**EXCERPT PROVIDED:**

● ● ● ● ●

We’re closed; grand opening tentatively set for October 1, 2012

Would You Spend $4,250 on a Pen?

The Serif Media annual Bravado Award for 2012 goes to Paradise Pen of Denver, Colorado, for having the chutzpah to suggest we buy a fountain pen for $4,250.

Nice try, but we’re looking elsewhere for pens, as are all public purchasing agents.

Contrast the Paradise offer to the contract price obtained by State of California buyers for a dozen Bic Round Stic Ballpoint Pens. The State is paying 20 cents a box or an amazing bargain price of 1.66 cents for each pen.

Just to gauge how outrageous it would be to spend $4,250 for a pen, consider that for a bundle of 42 hundred-dollar bills, we could give a Bic pen to every State employee in California and still have money left over to buy paper.

(Side Note: California State Controller John Chiang says there are 238,816 employees on the California state payroll).

● ● ● ● ●

**DATASET CONTENT:**
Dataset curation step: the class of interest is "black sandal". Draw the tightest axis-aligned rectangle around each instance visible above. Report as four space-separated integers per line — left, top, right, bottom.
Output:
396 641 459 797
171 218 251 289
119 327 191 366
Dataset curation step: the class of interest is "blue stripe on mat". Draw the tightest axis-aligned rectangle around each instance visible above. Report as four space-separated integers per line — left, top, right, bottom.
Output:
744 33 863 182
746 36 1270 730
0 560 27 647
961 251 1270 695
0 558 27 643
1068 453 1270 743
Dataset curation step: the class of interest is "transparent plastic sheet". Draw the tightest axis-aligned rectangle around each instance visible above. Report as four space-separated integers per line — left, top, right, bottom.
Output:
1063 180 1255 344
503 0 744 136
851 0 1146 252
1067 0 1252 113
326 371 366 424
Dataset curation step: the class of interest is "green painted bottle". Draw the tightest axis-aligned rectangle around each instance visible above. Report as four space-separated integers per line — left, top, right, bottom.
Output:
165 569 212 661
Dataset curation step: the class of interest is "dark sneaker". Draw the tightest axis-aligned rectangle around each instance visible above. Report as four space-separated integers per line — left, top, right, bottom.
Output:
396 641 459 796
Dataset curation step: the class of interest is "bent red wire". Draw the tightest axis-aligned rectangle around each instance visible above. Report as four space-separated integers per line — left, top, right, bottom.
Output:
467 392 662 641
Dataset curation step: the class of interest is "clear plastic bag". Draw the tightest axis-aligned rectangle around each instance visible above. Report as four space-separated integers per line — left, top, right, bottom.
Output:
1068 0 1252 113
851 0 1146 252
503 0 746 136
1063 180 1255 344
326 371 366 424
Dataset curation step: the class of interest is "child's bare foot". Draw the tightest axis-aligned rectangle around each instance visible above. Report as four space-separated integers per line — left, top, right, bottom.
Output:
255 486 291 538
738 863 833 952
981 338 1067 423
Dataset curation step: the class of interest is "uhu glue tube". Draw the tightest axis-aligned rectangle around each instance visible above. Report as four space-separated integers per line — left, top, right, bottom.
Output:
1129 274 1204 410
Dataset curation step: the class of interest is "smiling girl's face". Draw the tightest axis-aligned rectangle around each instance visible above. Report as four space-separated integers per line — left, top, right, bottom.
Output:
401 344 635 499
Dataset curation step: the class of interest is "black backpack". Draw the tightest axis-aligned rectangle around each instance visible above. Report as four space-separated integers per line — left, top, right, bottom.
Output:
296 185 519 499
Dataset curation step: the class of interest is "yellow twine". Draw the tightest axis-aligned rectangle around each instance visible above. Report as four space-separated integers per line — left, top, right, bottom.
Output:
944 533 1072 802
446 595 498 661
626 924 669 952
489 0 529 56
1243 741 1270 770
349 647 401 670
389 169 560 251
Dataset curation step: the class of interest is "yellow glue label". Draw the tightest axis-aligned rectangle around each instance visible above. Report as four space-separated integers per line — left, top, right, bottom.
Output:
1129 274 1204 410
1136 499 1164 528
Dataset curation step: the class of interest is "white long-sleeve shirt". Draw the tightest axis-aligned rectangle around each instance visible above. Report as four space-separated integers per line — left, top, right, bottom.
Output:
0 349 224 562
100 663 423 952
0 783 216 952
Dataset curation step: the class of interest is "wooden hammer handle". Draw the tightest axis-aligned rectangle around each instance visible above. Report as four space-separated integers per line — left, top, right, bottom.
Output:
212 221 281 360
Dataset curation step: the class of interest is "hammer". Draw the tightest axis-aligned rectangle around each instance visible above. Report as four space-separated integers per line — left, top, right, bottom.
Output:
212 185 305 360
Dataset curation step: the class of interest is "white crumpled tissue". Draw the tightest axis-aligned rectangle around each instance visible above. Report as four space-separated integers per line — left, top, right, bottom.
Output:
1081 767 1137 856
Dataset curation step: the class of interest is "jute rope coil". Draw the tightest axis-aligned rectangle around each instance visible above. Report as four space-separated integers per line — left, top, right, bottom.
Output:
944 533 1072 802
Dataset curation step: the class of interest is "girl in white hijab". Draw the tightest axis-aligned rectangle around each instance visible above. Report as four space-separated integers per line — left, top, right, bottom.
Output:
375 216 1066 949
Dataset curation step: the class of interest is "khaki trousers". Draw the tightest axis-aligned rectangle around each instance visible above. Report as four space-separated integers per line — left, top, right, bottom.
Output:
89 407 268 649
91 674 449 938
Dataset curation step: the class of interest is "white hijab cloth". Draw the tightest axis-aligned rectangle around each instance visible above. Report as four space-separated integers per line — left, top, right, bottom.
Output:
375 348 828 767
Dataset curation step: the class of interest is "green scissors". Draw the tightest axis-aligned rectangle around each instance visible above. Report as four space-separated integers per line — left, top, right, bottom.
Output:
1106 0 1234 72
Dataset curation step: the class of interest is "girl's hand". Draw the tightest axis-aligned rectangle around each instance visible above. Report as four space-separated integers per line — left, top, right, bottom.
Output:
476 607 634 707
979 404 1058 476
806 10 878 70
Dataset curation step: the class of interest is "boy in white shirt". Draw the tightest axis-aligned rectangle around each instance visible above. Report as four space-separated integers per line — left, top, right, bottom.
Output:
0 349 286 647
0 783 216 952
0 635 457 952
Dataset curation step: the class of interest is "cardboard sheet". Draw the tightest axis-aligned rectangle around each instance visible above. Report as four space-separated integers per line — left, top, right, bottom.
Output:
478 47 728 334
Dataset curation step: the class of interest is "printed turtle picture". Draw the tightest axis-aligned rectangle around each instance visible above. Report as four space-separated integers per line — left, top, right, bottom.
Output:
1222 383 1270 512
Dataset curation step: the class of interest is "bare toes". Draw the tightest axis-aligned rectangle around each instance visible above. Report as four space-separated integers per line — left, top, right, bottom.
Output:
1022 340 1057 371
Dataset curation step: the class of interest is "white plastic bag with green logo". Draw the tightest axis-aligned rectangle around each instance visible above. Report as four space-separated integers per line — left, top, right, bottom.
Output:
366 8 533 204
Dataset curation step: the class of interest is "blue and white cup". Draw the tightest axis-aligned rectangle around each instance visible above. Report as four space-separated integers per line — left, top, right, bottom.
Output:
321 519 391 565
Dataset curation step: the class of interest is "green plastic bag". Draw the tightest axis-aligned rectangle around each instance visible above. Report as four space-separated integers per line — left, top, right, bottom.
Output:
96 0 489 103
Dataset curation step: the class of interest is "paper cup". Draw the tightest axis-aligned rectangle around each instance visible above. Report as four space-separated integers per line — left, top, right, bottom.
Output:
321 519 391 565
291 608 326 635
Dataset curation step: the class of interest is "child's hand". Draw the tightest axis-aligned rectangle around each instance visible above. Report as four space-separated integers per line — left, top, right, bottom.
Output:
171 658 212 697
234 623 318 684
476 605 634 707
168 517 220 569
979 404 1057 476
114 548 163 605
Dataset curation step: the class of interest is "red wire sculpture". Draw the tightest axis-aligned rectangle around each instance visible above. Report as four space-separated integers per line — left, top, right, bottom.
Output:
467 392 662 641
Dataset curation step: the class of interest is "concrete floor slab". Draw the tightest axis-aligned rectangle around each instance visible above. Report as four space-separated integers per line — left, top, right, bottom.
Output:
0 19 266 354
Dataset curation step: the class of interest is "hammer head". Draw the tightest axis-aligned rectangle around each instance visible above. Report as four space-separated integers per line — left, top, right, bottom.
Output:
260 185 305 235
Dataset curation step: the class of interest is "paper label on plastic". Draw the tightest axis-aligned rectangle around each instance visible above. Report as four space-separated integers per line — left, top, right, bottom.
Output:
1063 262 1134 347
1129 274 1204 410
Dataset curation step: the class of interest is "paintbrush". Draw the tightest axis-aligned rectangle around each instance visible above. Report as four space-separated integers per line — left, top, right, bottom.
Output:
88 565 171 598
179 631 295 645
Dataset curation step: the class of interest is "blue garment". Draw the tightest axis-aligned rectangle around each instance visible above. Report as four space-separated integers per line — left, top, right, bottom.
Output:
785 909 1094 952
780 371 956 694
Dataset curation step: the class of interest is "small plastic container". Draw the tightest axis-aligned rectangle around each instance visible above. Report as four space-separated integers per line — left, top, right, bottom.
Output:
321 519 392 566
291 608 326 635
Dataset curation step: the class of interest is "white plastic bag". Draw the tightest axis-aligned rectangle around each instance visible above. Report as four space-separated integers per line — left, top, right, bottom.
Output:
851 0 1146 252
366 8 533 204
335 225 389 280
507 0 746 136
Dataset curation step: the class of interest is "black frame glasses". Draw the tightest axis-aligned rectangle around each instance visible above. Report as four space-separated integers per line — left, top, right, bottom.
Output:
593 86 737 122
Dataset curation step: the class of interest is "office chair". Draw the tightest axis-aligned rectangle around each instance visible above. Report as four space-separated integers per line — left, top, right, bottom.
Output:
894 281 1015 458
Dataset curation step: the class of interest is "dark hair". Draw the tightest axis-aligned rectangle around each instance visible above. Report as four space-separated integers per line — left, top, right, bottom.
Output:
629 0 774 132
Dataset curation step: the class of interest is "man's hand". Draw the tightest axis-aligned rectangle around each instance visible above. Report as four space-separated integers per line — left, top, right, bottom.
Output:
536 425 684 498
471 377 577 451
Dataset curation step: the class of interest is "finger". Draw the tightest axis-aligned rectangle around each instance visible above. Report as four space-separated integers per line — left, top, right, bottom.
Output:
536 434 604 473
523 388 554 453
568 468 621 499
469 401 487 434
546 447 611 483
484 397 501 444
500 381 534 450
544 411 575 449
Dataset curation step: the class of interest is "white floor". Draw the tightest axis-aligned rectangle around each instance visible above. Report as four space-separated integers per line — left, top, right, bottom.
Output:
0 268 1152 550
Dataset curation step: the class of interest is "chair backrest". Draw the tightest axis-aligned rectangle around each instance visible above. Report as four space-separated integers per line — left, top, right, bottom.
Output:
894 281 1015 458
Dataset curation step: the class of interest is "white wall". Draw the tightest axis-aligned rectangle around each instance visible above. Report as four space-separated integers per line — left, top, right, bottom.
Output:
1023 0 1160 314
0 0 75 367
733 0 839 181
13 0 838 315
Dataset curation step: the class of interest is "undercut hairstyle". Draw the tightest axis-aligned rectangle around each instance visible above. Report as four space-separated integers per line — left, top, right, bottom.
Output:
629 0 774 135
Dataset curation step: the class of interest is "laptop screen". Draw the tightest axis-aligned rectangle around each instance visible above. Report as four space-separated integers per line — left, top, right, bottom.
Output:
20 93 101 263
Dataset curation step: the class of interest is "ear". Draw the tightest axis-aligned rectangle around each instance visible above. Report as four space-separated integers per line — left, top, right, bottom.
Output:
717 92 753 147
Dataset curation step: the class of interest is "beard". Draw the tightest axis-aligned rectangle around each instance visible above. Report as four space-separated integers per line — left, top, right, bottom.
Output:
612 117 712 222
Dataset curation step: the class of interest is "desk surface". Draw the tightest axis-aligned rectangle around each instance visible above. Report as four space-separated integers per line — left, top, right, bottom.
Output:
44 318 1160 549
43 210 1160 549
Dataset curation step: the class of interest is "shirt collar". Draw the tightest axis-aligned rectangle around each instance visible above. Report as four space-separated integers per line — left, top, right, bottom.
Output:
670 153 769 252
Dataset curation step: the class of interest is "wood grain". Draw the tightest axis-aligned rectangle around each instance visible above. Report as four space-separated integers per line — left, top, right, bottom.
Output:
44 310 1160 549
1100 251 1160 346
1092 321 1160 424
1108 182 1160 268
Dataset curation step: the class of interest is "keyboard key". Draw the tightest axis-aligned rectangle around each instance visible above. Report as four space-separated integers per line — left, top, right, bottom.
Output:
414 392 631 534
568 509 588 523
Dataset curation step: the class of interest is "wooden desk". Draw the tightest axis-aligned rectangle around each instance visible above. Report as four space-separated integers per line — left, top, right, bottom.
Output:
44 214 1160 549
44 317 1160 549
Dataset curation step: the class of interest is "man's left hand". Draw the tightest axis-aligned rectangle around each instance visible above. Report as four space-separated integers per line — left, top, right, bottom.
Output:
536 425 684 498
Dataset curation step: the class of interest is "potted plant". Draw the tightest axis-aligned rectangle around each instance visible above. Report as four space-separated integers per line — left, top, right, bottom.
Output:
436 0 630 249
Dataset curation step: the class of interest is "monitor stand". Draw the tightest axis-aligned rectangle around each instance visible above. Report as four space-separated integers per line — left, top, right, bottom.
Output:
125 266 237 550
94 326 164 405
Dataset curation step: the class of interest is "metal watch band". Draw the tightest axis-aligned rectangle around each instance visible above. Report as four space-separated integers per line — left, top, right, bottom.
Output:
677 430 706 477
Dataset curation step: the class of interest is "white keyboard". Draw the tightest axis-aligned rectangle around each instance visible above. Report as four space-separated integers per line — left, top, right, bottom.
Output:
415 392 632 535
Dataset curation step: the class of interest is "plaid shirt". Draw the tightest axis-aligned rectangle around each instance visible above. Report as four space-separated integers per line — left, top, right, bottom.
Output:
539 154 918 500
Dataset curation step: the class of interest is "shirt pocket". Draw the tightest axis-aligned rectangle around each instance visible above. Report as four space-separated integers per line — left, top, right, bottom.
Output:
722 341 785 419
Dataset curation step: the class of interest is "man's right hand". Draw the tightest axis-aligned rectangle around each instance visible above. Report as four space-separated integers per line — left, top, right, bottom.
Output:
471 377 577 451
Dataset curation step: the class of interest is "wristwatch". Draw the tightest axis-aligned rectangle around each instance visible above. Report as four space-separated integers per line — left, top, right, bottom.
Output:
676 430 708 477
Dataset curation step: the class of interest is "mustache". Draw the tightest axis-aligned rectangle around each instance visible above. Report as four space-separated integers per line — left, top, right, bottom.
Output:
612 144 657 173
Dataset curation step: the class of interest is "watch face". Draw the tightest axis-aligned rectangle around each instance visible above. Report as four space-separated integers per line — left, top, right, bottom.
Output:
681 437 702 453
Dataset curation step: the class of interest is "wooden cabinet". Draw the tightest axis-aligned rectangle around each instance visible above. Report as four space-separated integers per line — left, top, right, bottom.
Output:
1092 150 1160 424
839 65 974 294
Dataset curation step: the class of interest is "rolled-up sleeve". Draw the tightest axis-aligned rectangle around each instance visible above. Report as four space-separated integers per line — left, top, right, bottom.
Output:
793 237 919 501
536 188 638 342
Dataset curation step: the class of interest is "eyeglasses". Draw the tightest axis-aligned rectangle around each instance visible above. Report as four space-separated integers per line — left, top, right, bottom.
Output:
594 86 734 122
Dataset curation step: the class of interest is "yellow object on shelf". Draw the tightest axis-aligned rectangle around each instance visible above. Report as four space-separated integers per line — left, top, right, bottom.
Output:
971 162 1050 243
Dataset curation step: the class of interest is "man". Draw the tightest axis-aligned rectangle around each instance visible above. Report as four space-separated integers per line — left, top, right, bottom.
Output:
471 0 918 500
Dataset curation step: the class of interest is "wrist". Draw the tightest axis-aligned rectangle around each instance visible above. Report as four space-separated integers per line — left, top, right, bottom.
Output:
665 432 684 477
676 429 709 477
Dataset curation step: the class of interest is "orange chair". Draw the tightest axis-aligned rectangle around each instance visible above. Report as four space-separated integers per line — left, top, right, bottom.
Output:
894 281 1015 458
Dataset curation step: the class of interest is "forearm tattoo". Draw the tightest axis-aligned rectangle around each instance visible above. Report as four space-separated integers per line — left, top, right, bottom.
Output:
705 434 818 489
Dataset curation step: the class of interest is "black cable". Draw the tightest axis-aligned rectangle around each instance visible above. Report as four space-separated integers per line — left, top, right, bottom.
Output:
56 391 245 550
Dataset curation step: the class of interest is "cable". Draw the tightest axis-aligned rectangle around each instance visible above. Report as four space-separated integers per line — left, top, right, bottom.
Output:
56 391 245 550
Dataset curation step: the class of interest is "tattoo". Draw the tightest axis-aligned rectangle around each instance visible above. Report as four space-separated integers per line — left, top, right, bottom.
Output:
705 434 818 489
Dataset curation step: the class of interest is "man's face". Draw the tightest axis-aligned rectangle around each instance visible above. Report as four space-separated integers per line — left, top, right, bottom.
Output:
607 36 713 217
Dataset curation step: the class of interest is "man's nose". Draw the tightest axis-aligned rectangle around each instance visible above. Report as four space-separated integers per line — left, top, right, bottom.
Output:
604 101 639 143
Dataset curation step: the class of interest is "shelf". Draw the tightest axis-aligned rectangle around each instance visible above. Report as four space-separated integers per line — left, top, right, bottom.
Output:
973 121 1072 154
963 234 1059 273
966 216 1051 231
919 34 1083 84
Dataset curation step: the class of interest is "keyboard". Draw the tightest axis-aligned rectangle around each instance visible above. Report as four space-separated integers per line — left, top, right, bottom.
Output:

● ● ● ● ●

**QUESTIONS:**
1 > From the pen article, return the text between "Would You Spend" and "to buy paper.", inclusive.
2 > In the pen article, who receives the Serif Media Bravado Award for 2012?

**RESPONSES:**
1 >
Would You Spend $4,250 on a Pen?

The Serif Media annual Bravado Award for 2012 goes to Paradise Pen of Denver, Colorado, for having the chutzpah to suggest we buy a fountain pen for $4,250.

Nice try, but we’re looking elsewhere for pens, as are all public purchasing agents.

Contrast the Paradise offer to the contract price obtained by State of California buyers for a dozen Bic Round Stic Ballpoint Pens. The State is paying 20 cents a box or an amazing bargain price of 1.66 cents for each pen.

Just to gauge how outrageous it would be to spend $4,250 for a pen, consider that for a bundle of 42 hundred-dollar bills, we could give a Bic pen to every State employee in California and still have money left over to buy paper.

2 > Paradise Pen of Denver, Colorado